- [DESCRIPTION OF THE TASK] List every input string given for s in the longest awesome substring problem below.

- [GIVEN PASSAGE]
******************************

Formatted question description: https://leetcode.ca/all/1542.html

1542. Find Longest Awesome Substring (Hard)

Given a string s. An awesome substring is a non-empty substring of s such that we can make any number of swaps in order to make it palindrome.

Return the length of the maximum length awesome substring of s.

 

Example 1:

Input: s = "3242415"
Output: 5
Explanation: "24241" is the longest awesome substring, we can form the palindrome "24142" with some swaps.

Example 2:

Input: s = "12345678"
Output: 1

Example 3:

Input: s = "213123"
Output: 6
Explanation: "213123" is the longest awesome substring, we can form the palindrome "231132" with some swaps.

Example 4:

Input: s = "00"
Output: 2

 

Constraints:

  • 1 <= s.length <= 10^5
  • s consists only of digits.

Related Topics: String, Bit Manipulation

Solution 1.

// OJ: https://leetcode.com/problems/find-longest-awesome-substring/

// Time: O(N)
// Space: O(1) since there are at most 2^10=1024 states.

******************************

- [ENTRIES SHOWN]
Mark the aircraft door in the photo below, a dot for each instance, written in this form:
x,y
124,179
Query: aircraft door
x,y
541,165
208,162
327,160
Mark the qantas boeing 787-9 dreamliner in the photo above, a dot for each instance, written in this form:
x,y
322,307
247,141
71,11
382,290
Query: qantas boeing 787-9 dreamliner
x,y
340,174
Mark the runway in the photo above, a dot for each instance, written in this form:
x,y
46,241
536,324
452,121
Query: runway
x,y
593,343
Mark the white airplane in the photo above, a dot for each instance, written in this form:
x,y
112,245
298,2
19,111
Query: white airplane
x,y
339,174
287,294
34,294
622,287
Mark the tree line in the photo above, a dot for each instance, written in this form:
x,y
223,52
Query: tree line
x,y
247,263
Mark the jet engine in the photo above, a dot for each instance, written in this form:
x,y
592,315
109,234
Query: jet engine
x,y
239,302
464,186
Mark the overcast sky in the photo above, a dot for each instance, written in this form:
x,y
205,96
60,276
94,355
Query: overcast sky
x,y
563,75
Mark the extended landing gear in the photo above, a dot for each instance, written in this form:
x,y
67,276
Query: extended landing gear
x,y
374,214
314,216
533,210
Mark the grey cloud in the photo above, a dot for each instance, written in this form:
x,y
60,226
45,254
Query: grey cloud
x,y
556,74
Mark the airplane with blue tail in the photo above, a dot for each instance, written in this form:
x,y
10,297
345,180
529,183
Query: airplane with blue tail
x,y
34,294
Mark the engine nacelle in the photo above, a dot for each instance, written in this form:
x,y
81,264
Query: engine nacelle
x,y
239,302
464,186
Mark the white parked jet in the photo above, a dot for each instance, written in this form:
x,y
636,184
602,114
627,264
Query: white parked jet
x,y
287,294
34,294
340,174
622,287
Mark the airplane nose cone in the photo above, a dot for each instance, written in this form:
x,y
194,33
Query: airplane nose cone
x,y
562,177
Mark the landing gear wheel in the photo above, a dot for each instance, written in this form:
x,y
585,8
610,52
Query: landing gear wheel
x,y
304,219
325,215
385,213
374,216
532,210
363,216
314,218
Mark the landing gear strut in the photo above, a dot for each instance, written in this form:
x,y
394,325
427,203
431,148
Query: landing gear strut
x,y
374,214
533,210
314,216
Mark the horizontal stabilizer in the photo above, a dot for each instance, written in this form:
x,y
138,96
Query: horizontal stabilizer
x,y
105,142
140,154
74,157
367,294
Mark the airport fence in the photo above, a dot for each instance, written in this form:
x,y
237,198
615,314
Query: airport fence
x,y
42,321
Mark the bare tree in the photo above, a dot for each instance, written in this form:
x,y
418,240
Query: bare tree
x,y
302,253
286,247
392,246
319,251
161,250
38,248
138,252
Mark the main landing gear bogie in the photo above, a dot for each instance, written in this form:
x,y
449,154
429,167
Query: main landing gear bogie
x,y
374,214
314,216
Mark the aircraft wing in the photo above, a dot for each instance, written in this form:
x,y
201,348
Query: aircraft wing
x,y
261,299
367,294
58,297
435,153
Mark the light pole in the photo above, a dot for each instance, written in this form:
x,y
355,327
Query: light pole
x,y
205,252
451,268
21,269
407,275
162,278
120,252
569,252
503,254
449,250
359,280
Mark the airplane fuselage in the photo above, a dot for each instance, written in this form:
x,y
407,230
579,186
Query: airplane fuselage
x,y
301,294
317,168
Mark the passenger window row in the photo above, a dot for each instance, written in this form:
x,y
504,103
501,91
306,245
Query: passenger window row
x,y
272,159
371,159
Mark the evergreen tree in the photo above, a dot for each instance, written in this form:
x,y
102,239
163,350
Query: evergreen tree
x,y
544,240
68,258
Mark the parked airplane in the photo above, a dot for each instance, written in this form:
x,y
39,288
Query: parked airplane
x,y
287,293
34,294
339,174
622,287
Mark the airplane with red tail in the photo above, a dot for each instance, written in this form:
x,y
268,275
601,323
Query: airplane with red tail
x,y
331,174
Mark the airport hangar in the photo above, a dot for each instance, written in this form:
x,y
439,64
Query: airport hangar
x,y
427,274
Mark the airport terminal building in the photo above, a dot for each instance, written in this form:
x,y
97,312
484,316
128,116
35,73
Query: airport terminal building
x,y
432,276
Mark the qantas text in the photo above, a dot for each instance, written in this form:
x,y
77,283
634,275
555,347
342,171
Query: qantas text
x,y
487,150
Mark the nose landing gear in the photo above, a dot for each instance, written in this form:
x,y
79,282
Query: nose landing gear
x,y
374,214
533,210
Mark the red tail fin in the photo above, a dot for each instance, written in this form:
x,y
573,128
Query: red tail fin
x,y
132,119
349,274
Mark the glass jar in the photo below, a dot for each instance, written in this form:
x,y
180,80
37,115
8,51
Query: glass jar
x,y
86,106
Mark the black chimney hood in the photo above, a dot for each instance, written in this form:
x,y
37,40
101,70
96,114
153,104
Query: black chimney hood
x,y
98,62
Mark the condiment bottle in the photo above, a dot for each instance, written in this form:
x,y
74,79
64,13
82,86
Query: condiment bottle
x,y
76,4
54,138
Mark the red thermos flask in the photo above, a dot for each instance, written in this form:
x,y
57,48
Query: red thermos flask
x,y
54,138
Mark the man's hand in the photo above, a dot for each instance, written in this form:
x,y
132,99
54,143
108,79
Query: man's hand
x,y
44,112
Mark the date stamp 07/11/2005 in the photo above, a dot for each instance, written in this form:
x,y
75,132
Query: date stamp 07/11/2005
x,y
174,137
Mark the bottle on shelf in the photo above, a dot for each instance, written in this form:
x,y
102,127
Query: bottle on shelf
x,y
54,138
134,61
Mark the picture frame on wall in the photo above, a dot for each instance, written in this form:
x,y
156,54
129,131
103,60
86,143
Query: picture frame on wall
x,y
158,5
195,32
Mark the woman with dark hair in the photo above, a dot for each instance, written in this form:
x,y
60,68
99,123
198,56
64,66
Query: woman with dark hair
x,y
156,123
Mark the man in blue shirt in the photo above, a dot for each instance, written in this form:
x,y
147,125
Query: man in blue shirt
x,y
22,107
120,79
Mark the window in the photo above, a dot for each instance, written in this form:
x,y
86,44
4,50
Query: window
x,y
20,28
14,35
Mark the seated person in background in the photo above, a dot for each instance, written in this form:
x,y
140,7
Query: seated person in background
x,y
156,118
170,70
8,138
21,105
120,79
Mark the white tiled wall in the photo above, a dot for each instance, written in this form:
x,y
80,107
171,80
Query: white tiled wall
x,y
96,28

******************************

- [THE REPLY] "3242415", "12345678", "213123", "00"